_THINGS TO DO:_
1. Answer these about the tax case digest:
(a) Which court decided ACCE Vs Settlement Commission, and on what date?
(b) In the Monito Enterprise matter, which body is said to have repeatedly denied the relief?
(c) Per the Fringe Benefit Tax headline, which expenses would not attract that tax?
2. Extend the tax case digest, starting right after its final sentence.

_TEXT:_
========

2018-TIOL-INSTANT-ALL-535
20 April 2018   

CASE STORIES

CX - Too late for Revenue to complain that there is non-compliance by Settlement Commission with mandatory provisions of law: High Court

I-T - Tax Recovery Officer cannot summarily assume powers under Indian Contract Act, 1872, to suo motu declare a transaction of sale to be void & without approaching civil court: HC

I-T - Expenses incurred for purely business purposes not being incurred on employees, would not attract Fringe Benefit Tax: HC


CASE LAWS

2018-TIOL-751-HC-MUM-CX + Story

ACCE Vs SETTLEMENT COMMISSION: BOMBAY HIGH COURT (Dated: April 17, 2018)

CX – Chapter V of CEA, 1944 – Sections 31, 32E, 32F of CEA, 1944 - Too late for the Revenue to complain that there is non-compliance by the Settlement Commission with the mandatory provisions of law - when the matter was taken up, the representative of the second respondent as also the petitioner was present - whole matter was allowed to be proceeded with and was brought to an end with the consent of the Revenue officials – argument that the impugned order contravenes the provisions of law or is in breach of the principles of natural justice is clearly an afterthought – Petition dismissed: High Court [para 13, 14]

Petition dismissed

2018-TIOL-750-HC-MUM-CUS

MONITO ENTERPRISE Vs UoI: BOMBAY HIGH COURT (Dated: April 16, 2018)

Cus - Remission/Waiver of Demurrage Charges - Opinion of the Commissioner of Customs is that this case involves classification of the goods and the petitioners/importers have got an order in their favour passed by the Tribunal and which order has been accepted by the Department – As petitioners/importers have succeeded before the Tribunal, Customs recommended that the sanction for remission/waiver in terms of the above policy should be granted by the Airports Authority of India - repeatedly the Airports Authority of India says that there is a delay and continued to deny the relief - matter is of the year 2004 – Petition before High Court.

========

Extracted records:
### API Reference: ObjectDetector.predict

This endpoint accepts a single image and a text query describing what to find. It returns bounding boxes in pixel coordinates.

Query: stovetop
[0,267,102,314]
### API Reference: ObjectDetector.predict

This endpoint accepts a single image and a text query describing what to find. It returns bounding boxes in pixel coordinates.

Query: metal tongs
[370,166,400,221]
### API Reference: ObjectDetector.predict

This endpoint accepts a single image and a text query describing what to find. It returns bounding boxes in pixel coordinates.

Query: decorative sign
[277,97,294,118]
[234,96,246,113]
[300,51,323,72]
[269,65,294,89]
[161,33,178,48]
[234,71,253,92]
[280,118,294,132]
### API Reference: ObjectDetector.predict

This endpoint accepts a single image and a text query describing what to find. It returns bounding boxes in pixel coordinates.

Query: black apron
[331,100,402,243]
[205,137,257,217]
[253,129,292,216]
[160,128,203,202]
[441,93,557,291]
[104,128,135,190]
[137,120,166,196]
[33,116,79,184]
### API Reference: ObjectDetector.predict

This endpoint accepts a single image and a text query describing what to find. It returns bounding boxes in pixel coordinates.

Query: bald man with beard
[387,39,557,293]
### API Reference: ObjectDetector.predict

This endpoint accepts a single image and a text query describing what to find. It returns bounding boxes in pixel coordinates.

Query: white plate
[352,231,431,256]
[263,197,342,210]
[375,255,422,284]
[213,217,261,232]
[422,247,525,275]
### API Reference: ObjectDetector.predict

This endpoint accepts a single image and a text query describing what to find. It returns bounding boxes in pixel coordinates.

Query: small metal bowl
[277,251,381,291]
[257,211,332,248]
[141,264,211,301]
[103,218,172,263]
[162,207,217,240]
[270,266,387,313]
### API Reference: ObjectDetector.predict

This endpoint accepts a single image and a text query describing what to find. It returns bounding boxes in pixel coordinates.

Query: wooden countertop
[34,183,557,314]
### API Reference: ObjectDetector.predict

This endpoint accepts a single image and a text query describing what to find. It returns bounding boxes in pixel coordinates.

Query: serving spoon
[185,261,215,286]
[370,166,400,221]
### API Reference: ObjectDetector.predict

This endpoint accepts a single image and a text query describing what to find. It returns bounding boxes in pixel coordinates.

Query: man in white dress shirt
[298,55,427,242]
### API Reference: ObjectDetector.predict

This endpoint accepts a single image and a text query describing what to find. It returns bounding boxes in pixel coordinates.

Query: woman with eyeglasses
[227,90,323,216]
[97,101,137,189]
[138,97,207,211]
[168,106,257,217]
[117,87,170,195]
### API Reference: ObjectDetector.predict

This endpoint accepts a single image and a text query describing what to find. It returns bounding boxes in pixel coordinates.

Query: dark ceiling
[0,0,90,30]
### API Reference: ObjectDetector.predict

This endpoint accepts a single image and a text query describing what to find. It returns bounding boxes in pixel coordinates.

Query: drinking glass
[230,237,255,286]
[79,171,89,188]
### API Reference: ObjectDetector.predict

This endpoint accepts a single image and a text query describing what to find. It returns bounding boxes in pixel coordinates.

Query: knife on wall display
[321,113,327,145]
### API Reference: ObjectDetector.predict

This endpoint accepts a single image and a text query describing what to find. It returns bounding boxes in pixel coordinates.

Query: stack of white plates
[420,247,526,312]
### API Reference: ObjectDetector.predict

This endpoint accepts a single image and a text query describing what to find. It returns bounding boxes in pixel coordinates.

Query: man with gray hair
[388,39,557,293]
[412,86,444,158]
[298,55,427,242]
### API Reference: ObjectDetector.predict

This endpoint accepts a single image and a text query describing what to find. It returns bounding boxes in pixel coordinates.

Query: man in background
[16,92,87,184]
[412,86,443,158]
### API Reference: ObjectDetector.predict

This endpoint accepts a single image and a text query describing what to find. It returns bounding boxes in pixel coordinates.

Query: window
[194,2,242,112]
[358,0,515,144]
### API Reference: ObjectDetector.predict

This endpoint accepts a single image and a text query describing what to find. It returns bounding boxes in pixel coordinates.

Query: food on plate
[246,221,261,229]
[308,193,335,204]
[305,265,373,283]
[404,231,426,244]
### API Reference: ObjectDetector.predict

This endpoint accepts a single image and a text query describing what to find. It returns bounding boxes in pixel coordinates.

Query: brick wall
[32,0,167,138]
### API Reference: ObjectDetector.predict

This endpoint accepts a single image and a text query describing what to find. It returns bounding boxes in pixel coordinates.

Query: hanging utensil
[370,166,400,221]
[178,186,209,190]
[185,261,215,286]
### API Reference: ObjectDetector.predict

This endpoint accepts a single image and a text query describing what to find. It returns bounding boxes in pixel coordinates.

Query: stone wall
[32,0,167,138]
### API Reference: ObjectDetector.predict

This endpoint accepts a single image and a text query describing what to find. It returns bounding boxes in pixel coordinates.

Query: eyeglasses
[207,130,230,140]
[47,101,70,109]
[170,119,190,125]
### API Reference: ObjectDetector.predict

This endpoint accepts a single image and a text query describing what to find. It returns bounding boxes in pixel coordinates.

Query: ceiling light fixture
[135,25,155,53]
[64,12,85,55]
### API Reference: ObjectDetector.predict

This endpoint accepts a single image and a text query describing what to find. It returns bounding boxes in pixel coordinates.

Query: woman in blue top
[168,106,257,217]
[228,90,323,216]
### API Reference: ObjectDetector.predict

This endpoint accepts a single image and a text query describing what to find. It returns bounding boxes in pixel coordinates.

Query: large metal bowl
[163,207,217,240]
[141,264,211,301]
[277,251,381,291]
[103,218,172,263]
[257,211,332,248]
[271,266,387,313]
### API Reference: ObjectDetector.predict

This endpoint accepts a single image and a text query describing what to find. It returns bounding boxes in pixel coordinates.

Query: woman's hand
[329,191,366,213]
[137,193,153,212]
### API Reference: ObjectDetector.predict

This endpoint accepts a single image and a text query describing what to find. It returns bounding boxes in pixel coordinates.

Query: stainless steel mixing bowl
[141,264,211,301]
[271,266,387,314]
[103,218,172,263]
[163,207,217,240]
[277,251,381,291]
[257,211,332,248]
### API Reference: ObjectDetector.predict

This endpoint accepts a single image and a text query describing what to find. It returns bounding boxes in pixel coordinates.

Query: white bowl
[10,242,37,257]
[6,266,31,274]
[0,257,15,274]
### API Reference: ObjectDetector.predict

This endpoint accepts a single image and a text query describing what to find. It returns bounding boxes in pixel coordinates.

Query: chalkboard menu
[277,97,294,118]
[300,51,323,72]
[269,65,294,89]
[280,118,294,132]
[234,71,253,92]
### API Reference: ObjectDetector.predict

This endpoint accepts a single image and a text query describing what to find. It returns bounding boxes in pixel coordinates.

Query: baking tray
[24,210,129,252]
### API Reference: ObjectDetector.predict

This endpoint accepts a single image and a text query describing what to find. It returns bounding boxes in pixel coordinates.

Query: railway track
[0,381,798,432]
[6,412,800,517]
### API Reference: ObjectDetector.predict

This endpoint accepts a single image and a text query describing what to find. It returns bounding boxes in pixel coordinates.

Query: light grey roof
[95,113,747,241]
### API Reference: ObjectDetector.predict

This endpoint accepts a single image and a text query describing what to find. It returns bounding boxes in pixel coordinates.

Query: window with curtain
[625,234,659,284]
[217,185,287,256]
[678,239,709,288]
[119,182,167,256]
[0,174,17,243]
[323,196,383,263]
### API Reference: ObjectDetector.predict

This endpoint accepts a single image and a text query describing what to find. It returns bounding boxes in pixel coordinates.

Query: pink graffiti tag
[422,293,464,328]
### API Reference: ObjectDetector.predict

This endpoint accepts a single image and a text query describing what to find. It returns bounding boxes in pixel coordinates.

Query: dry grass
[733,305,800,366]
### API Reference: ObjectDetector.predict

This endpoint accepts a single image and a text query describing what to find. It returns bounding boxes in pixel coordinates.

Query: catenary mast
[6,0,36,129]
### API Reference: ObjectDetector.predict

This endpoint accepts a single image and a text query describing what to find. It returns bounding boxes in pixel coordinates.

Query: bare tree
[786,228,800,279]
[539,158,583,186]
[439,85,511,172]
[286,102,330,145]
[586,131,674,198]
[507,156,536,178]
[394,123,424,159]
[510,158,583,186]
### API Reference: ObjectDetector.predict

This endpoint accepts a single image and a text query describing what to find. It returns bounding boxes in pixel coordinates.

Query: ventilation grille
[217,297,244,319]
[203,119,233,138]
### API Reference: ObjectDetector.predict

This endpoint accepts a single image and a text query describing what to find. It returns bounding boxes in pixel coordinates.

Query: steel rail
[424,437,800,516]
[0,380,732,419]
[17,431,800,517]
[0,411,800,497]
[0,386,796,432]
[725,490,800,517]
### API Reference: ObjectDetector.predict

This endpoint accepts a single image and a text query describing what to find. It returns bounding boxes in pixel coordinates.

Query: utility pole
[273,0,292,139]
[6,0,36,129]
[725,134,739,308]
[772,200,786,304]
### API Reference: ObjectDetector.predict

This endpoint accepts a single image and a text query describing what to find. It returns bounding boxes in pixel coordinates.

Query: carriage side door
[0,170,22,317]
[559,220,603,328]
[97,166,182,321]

========

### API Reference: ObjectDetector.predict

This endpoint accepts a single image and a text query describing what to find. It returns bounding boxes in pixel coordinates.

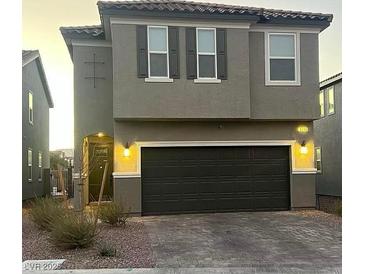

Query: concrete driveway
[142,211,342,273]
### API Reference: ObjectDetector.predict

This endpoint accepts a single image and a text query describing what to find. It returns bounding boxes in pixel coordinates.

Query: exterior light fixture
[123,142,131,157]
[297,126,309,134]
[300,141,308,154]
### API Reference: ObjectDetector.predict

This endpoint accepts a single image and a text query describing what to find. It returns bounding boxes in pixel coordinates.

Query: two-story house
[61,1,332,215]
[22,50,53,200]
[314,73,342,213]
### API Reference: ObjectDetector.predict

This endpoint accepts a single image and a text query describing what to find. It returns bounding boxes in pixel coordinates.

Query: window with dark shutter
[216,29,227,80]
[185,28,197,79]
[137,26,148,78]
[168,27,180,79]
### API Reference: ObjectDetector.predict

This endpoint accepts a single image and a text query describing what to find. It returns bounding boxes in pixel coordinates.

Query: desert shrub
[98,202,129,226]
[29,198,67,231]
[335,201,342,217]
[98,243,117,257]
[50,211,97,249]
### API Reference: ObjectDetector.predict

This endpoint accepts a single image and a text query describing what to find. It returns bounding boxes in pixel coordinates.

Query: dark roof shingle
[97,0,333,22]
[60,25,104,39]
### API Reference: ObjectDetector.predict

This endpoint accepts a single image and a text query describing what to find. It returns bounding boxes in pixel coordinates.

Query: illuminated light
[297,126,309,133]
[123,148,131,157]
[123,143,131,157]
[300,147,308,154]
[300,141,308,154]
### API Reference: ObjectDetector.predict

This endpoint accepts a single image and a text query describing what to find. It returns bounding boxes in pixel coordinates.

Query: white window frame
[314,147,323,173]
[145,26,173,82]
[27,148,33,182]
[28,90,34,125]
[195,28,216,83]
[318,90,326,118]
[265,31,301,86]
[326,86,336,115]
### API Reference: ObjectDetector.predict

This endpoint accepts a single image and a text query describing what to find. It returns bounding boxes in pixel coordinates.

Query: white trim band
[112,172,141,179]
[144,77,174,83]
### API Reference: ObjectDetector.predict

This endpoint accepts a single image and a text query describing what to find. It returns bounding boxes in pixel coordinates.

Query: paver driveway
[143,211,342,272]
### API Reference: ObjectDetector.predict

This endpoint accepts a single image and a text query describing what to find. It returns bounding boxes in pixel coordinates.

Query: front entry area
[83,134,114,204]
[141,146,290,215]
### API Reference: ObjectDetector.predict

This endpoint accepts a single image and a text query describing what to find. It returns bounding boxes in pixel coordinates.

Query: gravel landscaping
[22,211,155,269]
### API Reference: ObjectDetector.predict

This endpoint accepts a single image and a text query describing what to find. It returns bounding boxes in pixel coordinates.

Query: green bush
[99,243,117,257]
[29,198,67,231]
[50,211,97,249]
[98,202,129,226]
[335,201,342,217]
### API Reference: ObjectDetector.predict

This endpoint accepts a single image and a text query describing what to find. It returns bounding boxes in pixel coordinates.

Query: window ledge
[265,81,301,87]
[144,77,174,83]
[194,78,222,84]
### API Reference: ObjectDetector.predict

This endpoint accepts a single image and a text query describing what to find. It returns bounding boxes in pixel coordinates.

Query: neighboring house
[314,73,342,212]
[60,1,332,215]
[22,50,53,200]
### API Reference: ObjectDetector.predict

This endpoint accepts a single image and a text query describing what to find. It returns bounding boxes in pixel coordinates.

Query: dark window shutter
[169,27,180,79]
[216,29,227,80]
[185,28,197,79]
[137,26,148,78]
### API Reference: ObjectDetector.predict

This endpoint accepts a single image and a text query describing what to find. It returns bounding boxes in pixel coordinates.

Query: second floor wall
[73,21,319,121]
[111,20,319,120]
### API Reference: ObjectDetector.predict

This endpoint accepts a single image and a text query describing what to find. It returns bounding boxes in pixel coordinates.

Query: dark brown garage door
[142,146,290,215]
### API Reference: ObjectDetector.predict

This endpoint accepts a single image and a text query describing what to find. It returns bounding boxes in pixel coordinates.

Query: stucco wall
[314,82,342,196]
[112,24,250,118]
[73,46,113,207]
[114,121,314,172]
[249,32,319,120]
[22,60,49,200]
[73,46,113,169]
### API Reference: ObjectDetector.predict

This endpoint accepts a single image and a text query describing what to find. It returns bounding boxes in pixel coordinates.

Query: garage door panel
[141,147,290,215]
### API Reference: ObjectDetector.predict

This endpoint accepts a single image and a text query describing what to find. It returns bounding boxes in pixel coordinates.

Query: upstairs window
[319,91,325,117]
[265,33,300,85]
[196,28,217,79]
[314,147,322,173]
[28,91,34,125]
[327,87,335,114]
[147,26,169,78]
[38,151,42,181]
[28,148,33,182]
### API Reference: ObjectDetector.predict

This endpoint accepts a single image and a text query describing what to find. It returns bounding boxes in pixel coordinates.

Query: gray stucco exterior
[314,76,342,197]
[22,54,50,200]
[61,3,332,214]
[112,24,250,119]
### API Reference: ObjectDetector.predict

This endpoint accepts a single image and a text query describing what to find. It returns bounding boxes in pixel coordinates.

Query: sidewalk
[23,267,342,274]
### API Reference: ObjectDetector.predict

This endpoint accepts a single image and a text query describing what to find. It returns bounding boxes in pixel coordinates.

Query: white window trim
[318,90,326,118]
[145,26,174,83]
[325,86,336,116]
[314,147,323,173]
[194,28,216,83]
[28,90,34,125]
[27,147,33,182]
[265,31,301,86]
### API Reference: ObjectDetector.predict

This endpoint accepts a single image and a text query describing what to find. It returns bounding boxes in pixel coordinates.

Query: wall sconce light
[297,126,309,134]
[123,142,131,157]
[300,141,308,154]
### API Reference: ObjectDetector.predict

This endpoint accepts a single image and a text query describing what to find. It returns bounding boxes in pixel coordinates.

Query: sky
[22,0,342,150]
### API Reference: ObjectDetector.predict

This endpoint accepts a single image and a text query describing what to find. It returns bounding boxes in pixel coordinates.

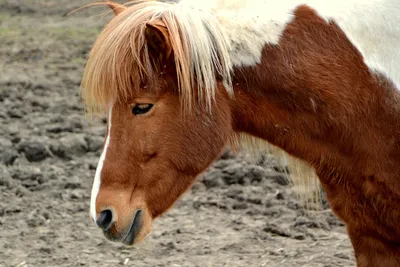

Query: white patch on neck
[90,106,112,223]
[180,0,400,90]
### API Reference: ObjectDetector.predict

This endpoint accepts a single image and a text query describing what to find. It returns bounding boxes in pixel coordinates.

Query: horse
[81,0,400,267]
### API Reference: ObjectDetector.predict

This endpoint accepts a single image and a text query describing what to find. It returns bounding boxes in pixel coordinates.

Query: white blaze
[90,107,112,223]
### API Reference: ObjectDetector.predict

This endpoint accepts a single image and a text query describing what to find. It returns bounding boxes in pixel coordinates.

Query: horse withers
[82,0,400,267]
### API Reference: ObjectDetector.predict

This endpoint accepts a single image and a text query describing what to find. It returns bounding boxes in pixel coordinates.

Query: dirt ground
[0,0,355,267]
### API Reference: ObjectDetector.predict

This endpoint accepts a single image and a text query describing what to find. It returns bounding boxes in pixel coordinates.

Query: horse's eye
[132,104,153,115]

========

_ANSWERS TO THE PROBLEMS:_
1.
(a) The Bombay High Court, on April 17, 2018.
(b) The Airports Authority of India.
(c) Expenses incurred for purely business purposes, not being incurred on employees.

2.
Held: In the event, the Airports Authority of India does not communicate and convey its approval for grant of relief by 25-4-2018, High Court would be constrained to not only allow this petition, issue a mandamus but while doing so also impose heavy costs quantified at Rupees Five Lakhs, to be paid personally by those officials who were incharge at the relevant time; that it is for the Airports Authority of India to bear the costs and thereafter recover it from the erring officials: High Court [para 6]

Matter posted

2018-TIOL-749-HC-MUM-CX

CST Vs RELIANCE COMMUNICATION LTD: BOMBAY HIGH COURT (Dated: April 16, 2018)

CX - Question proposed as substantial question of law by Revenue is identical to Central Excise Appeal No.6 of 2017 and identical reasoning of the Tribunal was questioned therein also – That reasoning having been accepted by High Court in the case of this very assessee, it cannot now take a different view – Appeal dismissed: High Court [para 3 to 5]

Appeal dismissed

2018-TIOL-748-HC-KERALA-IT

HEERA CONSTRUCTION COMPANY PVT LTD Vs ACIT: KERALA HIGH COURT (Dated: April 10, 2018)

Income Tax - Writ - Sections 144 & 221(1).

Keywords: Interest due - Pending turnover & Tax liability.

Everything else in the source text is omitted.